Directive ▸ Please arrange the rows, from the line containing "the panda nose." through the last line of the rows, as a Markdown table with the columns No. and Text. Number each line and skip any blank lines.

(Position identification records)

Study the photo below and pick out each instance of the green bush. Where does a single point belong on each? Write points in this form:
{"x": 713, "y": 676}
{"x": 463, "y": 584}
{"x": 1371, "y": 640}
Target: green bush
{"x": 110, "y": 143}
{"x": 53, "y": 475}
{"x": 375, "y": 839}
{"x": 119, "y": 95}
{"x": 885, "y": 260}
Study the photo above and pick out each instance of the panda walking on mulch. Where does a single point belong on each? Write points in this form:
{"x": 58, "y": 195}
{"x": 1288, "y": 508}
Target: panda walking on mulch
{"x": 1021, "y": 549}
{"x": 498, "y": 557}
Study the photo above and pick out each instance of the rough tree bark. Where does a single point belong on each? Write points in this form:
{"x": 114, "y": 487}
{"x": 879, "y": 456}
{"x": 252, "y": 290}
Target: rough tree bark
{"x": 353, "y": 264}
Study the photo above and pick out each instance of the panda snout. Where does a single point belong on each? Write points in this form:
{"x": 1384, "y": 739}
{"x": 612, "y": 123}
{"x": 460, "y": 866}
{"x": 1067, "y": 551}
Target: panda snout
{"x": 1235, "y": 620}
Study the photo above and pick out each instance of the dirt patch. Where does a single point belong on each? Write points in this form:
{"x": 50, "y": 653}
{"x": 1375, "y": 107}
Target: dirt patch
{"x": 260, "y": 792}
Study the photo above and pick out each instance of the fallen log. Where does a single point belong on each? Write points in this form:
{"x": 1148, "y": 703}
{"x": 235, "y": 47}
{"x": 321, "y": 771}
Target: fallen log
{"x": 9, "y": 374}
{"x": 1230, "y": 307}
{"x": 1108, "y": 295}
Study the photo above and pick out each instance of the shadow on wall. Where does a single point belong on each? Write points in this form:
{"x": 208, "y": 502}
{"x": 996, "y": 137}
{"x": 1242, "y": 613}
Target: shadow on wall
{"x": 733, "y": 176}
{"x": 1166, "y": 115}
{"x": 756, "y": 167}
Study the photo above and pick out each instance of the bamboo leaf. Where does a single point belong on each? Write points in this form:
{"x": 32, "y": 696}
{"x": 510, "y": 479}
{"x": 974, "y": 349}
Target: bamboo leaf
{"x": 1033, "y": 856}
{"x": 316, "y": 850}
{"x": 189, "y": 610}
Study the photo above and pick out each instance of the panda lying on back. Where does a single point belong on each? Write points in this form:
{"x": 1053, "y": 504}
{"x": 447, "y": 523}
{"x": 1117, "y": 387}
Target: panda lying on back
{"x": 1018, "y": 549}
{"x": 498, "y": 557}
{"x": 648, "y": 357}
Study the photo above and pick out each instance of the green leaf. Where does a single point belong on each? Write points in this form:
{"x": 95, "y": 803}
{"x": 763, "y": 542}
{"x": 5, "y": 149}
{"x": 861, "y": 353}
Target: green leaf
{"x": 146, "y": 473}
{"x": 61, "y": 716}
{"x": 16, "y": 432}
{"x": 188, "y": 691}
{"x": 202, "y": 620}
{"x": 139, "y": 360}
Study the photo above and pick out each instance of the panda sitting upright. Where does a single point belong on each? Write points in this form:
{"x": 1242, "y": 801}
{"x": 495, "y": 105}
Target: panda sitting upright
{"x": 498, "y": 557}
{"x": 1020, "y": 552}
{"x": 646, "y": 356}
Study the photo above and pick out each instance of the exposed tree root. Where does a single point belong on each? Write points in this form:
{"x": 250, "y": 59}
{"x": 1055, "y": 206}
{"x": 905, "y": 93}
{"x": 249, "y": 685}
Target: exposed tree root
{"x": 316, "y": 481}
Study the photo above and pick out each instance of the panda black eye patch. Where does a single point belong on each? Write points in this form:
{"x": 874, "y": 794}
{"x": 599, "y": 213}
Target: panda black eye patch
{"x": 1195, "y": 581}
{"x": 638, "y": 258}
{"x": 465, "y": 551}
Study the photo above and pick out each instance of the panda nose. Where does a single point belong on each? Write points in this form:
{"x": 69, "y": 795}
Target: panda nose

Written solution ▸
| No. | Text |
|---|---|
| 1 | Study the photo above and pick out each instance of the panda nose. Where does a single point belong on each? Write points in this form: |
| 2 | {"x": 69, "y": 795} |
| 3 | Target: panda nose |